*** Block opens ***
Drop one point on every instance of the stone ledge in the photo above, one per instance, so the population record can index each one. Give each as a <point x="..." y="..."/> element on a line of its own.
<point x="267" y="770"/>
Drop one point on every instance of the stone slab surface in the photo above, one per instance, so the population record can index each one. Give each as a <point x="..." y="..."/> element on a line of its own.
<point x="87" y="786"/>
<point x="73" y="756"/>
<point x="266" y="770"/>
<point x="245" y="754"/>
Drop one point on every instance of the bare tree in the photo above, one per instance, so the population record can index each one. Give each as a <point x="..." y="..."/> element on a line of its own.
*** Block closes ***
*** Block opens ***
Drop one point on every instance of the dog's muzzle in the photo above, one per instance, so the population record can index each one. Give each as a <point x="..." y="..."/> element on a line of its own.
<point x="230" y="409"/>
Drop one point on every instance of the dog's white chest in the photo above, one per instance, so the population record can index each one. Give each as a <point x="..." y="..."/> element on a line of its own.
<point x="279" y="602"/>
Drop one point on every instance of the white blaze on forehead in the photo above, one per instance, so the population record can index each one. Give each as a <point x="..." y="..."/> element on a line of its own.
*** Block closes ***
*** Block opens ***
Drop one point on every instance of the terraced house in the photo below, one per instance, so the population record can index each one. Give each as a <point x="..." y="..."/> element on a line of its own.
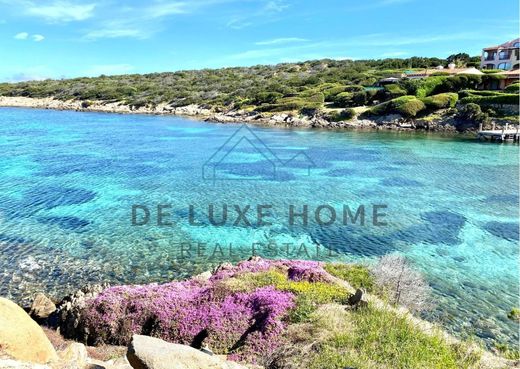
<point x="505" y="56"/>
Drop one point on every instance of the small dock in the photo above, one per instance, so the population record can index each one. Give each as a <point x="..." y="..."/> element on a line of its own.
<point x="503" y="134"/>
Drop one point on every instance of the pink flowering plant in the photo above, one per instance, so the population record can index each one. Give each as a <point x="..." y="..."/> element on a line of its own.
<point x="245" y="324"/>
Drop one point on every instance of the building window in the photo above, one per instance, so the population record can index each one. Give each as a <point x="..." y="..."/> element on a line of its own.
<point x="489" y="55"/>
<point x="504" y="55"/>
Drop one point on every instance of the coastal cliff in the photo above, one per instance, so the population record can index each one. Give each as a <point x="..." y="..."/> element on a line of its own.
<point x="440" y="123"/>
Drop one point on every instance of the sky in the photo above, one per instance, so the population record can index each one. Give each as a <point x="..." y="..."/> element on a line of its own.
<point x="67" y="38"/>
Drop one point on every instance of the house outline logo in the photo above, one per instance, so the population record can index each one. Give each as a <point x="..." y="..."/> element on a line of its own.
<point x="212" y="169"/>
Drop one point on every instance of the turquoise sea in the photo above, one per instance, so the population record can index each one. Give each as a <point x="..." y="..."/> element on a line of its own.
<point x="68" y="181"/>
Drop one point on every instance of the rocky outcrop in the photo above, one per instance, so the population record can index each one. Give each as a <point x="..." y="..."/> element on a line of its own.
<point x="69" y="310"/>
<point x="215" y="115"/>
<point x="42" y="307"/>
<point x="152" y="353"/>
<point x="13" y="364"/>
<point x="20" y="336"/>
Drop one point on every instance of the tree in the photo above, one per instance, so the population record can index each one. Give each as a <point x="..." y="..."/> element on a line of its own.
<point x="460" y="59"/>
*** Block closes ***
Task description:
The stretch of entries above that starts with the line containing "Drop one point on every instance of the stone ledge" and goes on through the line containing "Drop one point on every instance of the bare" is to be transcribed exactly, and no other line is to be transcribed.

Task output:
Drop one point on every instance of the stone ledge in the photo above, one per instance, so the population record can index each one. Give each as a <point x="..." y="..."/> element on a line of its own.
<point x="267" y="770"/>
Drop one point on every instance of the stone slab surface in the photo above, one per instance, so the population record can index each one. Give each as a <point x="..." y="..."/> element on a line of its own.
<point x="87" y="786"/>
<point x="73" y="756"/>
<point x="266" y="770"/>
<point x="245" y="754"/>
Drop one point on every instance of the bare tree in the photo above, one per instance, so the population record can index each one. Give each as a <point x="..." y="..."/> element on a line of its own.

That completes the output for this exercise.